→ **EXERCISE INSTRUCTIONS**
Only a number is wanted: how many lines in the records below contain "background"?

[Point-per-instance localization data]
----

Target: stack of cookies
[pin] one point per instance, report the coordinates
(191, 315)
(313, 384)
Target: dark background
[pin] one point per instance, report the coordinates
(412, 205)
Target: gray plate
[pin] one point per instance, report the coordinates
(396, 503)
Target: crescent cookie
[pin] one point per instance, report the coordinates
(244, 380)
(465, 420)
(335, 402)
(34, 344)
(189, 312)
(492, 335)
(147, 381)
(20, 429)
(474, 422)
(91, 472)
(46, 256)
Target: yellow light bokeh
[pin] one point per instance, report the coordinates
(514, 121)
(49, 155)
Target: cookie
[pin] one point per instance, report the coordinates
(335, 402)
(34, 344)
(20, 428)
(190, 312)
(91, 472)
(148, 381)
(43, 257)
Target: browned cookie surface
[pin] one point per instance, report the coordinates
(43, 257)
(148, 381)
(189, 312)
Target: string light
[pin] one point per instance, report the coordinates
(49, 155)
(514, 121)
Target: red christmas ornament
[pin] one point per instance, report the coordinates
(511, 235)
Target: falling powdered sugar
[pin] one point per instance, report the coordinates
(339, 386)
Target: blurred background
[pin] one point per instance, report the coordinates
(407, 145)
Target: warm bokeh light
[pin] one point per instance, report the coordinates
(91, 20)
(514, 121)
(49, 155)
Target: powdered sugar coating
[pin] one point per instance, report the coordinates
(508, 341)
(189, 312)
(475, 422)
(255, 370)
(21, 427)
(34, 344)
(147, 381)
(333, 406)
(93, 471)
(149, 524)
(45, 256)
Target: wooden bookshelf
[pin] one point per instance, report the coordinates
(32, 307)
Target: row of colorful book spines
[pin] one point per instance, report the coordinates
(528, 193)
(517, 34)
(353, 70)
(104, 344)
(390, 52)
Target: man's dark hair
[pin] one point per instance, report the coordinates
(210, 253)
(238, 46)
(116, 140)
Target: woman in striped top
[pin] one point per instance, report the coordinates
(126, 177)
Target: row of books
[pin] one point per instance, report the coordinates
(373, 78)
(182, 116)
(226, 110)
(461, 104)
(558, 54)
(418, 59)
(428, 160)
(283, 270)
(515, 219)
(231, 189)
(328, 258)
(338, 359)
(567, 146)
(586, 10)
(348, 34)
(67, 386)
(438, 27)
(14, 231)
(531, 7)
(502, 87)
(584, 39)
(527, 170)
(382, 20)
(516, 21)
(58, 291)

----

→ **ANSWER TO THE EXERCISE**
2